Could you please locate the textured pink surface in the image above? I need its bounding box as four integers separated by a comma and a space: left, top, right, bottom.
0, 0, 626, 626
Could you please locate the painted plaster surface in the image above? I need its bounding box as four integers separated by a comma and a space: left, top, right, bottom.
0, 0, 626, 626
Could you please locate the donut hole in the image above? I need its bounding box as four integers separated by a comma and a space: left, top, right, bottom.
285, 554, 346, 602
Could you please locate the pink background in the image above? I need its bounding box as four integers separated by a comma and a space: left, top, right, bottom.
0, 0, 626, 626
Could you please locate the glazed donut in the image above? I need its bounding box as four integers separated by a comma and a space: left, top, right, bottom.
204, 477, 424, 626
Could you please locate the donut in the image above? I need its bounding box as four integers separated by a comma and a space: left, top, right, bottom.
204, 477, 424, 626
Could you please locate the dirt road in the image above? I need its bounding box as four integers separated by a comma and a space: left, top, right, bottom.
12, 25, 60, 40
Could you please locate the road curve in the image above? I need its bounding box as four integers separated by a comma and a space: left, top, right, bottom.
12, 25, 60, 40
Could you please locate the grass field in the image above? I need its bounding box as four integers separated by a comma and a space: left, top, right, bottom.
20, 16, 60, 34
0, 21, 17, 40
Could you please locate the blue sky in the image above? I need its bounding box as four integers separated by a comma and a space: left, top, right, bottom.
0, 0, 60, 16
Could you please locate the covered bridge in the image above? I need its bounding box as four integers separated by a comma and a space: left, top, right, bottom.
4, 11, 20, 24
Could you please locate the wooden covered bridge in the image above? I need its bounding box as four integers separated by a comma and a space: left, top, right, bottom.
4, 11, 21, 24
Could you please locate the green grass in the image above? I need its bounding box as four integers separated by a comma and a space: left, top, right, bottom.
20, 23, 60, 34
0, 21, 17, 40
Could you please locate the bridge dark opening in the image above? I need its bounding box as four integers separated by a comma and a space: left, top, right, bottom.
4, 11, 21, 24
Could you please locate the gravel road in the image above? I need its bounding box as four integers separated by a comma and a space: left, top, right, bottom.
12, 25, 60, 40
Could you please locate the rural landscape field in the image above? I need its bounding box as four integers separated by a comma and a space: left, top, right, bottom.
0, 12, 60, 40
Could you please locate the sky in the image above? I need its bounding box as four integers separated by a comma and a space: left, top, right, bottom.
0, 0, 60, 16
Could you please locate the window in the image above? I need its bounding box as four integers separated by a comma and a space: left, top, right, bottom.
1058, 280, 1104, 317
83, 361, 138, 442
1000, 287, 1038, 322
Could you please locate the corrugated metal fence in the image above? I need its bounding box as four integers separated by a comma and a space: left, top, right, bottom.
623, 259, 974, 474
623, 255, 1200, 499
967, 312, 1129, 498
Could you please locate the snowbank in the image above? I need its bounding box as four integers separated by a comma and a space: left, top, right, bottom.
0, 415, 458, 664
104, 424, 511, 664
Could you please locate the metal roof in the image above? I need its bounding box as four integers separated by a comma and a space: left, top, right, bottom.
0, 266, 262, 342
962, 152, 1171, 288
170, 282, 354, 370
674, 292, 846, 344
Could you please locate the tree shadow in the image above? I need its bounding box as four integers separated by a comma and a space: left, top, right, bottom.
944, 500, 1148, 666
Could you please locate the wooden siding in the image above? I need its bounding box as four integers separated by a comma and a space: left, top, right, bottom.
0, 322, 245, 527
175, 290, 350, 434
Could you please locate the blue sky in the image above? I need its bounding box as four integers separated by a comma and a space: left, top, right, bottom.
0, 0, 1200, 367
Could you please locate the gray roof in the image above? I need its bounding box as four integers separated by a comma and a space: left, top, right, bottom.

************

EXERCISE GOAL: Update the records starting with the line containing "Could you please locate the gravel" and going on through the line containing "0, 12, 60, 40" by changing "gravel road" to "dirt track". Give back only those lines, with everything else left as it is.

WRITTEN RESPONSE:
Could you please locate the dirt track in the image above? I need its bounding box as four integers separated by a comma and a space: left, top, right, bottom.
12, 25, 60, 40
Could you please locate the rural landscape field in the image above? I need its bounding box as four integers separated by a comma and a space: left, top, right, bottom.
0, 12, 60, 40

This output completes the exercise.